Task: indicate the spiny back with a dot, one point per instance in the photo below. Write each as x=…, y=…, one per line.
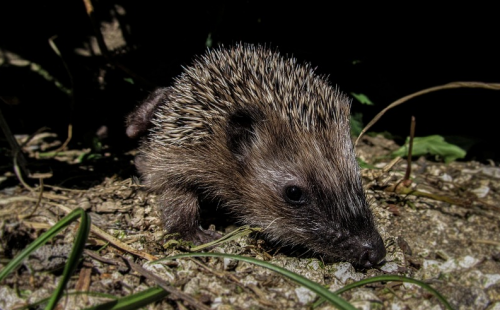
x=224, y=80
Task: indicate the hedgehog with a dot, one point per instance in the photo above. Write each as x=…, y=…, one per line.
x=267, y=139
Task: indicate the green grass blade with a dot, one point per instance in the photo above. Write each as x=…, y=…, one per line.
x=392, y=278
x=76, y=252
x=74, y=257
x=313, y=286
x=39, y=242
x=133, y=301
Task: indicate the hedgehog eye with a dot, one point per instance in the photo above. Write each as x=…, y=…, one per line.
x=294, y=195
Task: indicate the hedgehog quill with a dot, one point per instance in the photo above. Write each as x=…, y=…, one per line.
x=268, y=139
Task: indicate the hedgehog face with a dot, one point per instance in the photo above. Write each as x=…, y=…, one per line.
x=304, y=188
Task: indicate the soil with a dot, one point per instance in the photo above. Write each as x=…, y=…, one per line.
x=441, y=228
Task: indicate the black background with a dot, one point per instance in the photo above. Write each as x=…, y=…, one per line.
x=383, y=51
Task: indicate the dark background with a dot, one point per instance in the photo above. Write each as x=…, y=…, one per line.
x=383, y=51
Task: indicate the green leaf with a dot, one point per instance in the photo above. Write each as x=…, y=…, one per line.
x=432, y=145
x=323, y=292
x=362, y=98
x=76, y=251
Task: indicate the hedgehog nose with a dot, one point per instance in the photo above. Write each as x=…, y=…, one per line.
x=372, y=254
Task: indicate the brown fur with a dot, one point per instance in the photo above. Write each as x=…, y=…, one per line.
x=248, y=128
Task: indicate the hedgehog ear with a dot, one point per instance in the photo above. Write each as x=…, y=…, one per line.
x=139, y=120
x=240, y=130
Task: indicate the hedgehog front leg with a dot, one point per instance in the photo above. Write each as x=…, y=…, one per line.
x=180, y=213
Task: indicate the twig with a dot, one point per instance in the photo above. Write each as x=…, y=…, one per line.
x=166, y=286
x=491, y=86
x=406, y=179
x=104, y=49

────────

The problem:
Copy out every item above, substituting "porcupine" for each "hedgehog" and changing nothing else. Leave out the pictures.

Reply:
Task: indicate the spiny back with a dot, one point per instance in the photo below. Write each as x=…, y=…, one per line.
x=224, y=80
Task: indicate the porcupine with a dot, one point per instance in the photo above. Write each as x=…, y=…, one per line.
x=267, y=139
Task: indicate the green grass blade with a dot, one point per instance in the photo above. Write each as x=…, y=…, one per line.
x=392, y=278
x=76, y=252
x=74, y=257
x=313, y=286
x=39, y=242
x=133, y=301
Task: indicate the porcupine eye with a dot, one point per instance in the photo above. Write each as x=…, y=…, one per line.
x=294, y=195
Task: indicate the porcupine quill with a dot, one point per instance in the photo above. Write each as x=…, y=…, one per line.
x=268, y=139
Task: indicate the porcupine face with a dot, one point per instance in the photo above. Write each as x=…, y=…, one per line.
x=304, y=188
Task: indicate the soil with a dot, one point per instance in the photo above. Write each as x=…, y=…, one per line.
x=441, y=228
Task: indicate the black background with a dot, one point per instance in the photo above. Write each as x=…, y=…, one per line.
x=383, y=51
Task: indicate the dark background with a dot, one point per instance in the photo above. Write each as x=…, y=…, one per line.
x=383, y=51
Task: indicate the green leaf with a dot, one point per instance in the photo above. Write each as x=…, y=…, one per line.
x=432, y=145
x=323, y=292
x=362, y=98
x=76, y=251
Task: indicate the porcupine nose with a dot, one point per instance in the photo above. Write each as x=…, y=…, one per line.
x=372, y=254
Task: indicate the brown fur with a dot, one point per instance in the photo above. Write each as x=…, y=…, one per line.
x=248, y=128
Task: indicate the porcupine ear with a dot, one point per instance in the photo above. Write each as x=…, y=…, one per line.
x=139, y=120
x=240, y=130
Task: indicate the porcupine front leg with a dot, one point per instance in the photo above. Write each as x=…, y=…, one per line.
x=180, y=213
Task: indicate the twig with a dot, one point per instance in the photo above. Write each as x=…, y=…, one per line.
x=166, y=286
x=491, y=86
x=406, y=179
x=104, y=49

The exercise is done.